#### The problem:
Search the entries for the word "below" and copy each line that has it.

#### Excerpted records:

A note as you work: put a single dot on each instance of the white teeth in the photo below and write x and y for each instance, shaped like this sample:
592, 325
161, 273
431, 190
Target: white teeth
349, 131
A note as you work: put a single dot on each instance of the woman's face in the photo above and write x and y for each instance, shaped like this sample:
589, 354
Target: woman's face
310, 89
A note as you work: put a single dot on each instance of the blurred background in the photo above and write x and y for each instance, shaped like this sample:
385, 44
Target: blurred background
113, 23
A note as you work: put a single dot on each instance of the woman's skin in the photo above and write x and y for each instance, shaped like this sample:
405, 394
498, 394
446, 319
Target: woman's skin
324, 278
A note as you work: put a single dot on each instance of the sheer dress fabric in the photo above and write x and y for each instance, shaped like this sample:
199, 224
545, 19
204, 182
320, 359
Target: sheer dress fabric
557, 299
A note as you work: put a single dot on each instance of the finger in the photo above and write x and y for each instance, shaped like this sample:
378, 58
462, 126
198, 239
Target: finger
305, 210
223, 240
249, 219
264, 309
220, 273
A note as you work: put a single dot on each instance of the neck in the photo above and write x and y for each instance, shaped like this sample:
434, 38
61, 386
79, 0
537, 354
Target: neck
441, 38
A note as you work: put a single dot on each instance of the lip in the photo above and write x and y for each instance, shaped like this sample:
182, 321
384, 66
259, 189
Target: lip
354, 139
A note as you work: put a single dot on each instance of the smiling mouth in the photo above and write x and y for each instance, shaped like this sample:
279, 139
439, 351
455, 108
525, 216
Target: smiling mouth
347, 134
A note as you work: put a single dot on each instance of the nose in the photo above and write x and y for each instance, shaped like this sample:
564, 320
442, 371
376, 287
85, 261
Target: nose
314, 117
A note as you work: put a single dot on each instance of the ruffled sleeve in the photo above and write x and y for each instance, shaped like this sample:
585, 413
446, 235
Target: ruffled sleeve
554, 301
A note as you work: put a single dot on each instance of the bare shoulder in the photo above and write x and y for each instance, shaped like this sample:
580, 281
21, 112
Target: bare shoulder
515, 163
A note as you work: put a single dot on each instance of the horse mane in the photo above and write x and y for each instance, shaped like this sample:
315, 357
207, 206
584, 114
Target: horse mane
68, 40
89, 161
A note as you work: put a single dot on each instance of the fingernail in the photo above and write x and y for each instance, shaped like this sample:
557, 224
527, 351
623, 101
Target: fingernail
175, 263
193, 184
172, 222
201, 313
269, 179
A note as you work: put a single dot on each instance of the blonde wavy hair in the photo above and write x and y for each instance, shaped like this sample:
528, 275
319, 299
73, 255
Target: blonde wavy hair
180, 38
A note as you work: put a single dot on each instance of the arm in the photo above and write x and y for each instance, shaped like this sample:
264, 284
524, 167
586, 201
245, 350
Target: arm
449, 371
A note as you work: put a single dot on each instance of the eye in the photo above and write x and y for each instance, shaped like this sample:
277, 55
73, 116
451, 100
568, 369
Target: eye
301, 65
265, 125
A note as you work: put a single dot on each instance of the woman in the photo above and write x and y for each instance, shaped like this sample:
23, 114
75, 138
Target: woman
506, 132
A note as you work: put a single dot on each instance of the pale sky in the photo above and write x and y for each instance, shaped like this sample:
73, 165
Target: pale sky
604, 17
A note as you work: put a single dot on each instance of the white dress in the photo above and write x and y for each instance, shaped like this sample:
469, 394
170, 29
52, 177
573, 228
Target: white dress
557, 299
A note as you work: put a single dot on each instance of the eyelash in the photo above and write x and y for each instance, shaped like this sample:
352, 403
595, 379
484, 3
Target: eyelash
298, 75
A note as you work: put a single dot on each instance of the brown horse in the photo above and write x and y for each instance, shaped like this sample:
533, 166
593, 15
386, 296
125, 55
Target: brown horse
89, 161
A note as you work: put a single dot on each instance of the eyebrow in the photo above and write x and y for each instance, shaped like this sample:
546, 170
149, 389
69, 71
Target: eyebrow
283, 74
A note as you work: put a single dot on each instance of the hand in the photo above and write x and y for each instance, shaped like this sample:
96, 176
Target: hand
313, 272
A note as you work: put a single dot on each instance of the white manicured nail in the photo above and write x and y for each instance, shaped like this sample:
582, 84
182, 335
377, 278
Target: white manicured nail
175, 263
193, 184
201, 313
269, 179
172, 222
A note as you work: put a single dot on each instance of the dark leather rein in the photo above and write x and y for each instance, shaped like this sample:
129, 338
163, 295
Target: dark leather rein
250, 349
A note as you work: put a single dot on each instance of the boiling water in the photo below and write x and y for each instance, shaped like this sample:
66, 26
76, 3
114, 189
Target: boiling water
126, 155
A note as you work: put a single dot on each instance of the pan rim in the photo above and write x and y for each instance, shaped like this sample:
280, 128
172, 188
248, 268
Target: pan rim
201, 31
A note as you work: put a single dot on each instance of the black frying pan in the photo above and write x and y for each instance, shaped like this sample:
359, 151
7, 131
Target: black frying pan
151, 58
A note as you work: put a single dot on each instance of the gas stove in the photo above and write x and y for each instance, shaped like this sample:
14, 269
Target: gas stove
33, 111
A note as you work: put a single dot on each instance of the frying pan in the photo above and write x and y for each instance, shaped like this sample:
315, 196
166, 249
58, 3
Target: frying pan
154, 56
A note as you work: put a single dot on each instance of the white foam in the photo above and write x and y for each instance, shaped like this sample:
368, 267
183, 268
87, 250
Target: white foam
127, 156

--

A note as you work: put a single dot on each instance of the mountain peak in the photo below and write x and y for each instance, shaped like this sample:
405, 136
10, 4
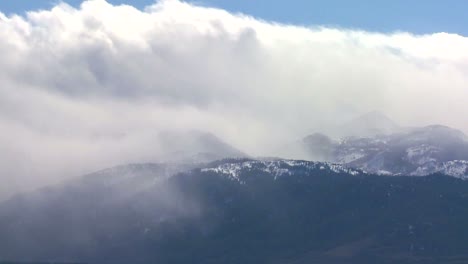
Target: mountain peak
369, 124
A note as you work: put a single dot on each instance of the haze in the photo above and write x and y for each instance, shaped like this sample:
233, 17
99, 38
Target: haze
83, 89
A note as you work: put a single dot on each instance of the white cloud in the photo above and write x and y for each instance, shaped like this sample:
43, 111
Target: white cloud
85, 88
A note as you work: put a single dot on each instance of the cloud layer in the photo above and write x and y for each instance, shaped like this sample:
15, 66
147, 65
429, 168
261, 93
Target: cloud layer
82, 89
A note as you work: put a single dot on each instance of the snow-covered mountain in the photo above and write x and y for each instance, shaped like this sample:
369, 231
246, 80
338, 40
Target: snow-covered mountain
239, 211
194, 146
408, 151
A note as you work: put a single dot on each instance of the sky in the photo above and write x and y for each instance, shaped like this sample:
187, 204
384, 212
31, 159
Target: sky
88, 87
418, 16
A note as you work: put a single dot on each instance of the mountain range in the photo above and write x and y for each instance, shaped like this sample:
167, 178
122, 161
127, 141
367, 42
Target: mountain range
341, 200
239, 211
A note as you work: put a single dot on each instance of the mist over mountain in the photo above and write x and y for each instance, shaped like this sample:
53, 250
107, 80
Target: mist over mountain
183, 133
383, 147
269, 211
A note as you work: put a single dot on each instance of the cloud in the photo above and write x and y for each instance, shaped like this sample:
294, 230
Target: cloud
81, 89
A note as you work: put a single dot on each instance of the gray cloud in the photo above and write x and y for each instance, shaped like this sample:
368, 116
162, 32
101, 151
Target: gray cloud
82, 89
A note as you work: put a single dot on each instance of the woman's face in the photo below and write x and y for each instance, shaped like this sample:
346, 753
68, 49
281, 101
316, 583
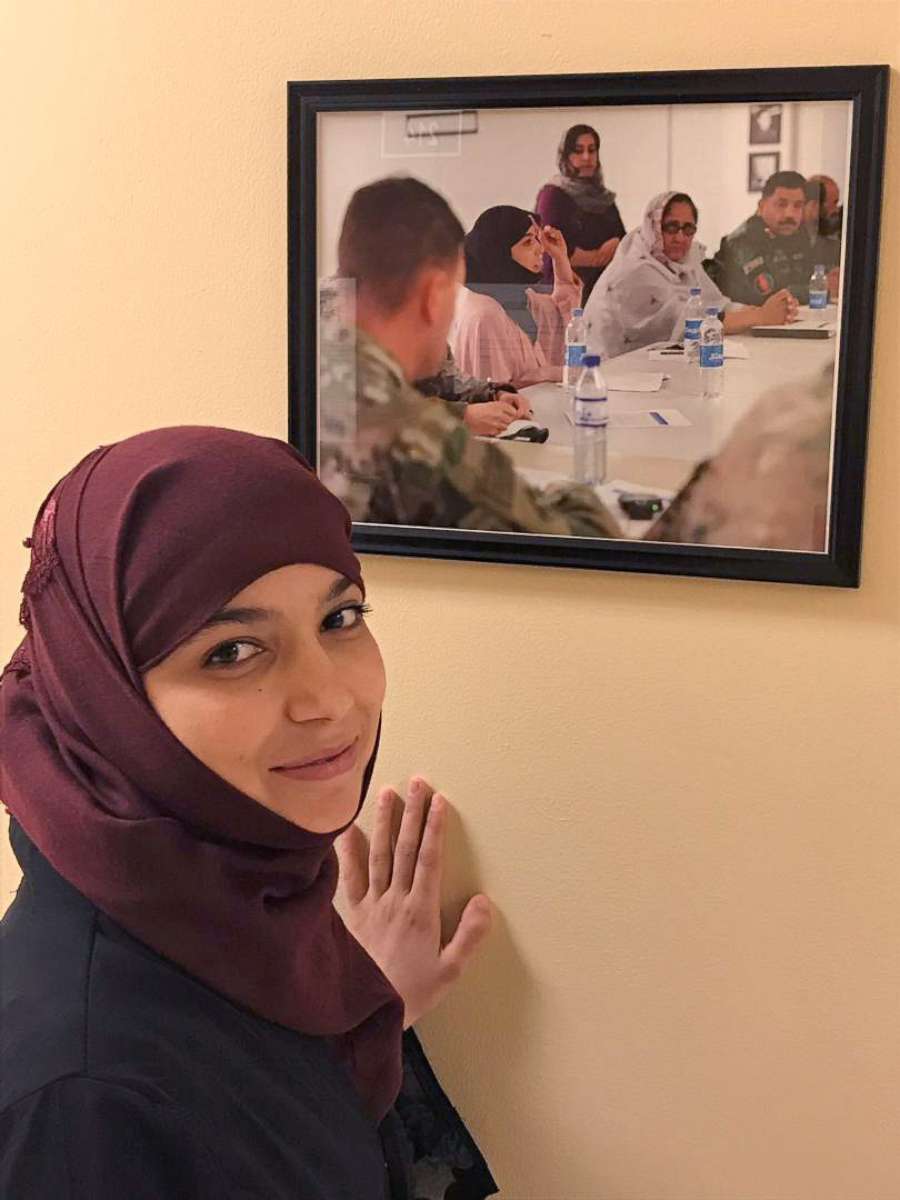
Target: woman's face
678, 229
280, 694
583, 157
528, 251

--

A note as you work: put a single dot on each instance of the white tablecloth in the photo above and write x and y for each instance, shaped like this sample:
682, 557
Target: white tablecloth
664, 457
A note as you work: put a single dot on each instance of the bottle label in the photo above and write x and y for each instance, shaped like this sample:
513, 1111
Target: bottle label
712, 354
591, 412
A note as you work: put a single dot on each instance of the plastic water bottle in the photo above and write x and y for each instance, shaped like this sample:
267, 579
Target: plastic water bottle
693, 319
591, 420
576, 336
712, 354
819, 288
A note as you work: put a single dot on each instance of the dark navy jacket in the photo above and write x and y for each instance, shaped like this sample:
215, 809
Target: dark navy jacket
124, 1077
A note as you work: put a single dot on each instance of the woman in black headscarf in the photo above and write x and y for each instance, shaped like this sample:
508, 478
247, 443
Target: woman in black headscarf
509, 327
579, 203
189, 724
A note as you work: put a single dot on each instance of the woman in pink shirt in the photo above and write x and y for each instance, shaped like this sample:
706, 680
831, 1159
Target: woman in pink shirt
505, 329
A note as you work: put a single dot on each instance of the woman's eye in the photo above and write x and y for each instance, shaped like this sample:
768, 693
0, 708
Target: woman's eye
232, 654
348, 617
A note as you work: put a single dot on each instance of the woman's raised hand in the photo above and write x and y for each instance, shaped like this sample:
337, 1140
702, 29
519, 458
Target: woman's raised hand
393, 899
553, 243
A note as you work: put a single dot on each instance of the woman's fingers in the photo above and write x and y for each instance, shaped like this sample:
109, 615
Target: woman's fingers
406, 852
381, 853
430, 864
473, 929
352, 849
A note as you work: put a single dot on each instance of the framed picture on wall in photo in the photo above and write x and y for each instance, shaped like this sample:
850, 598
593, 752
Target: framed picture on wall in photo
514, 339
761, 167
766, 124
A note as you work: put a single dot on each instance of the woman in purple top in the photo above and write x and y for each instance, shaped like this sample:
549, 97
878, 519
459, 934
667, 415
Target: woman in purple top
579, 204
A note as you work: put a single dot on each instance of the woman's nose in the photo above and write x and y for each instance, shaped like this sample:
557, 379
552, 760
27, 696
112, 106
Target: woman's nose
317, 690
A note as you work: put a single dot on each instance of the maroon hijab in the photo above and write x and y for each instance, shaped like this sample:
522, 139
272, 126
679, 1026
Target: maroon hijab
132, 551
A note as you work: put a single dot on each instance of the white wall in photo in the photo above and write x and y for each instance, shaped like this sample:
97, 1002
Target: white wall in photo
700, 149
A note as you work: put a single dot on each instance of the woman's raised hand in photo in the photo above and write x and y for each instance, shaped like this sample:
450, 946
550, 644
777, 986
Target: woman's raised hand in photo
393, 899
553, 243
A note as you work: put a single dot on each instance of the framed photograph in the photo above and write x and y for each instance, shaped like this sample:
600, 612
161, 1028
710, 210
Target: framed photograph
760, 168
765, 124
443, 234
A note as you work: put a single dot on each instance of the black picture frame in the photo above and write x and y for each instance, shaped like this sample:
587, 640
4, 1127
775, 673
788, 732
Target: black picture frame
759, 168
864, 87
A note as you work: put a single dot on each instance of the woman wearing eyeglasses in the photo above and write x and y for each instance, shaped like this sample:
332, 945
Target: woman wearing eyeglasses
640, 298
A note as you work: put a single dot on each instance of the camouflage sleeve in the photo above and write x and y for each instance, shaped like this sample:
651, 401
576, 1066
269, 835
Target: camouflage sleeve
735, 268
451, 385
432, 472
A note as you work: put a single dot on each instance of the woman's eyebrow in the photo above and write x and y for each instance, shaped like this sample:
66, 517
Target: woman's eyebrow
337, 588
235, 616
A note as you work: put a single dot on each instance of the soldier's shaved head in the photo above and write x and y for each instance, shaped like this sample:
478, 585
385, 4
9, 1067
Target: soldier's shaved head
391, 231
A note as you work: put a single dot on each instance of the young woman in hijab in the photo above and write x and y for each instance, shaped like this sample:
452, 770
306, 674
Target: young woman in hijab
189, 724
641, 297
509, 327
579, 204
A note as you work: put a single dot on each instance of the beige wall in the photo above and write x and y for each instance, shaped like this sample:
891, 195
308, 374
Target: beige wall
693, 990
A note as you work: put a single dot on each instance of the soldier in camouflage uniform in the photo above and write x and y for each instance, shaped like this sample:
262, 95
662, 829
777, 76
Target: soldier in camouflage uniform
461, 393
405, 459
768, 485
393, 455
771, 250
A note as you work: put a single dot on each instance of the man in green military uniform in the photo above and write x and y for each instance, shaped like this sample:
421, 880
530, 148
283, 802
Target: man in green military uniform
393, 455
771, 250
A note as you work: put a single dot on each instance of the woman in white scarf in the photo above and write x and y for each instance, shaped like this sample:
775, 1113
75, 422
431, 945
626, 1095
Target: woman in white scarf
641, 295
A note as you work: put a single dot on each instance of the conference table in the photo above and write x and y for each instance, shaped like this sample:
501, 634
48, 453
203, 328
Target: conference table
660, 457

#### Answer to this task:
A note as you work: put a single dot on each instance of the white teeth in the photo below and write x and y for each instance, shaped like this sample:
A note as you work: put a single dot on each instance of the boiling water in the photo below and write x and y for each instance, shaped like this sample:
A note as you work: put a single dot on each instance of the mountain peak in the photo below and write x and y for each instance, shaped like this sample:
A note as you work: put a single dot on each instance of the woman's face in the photo below and write x and y for each instance, shaped like this sample:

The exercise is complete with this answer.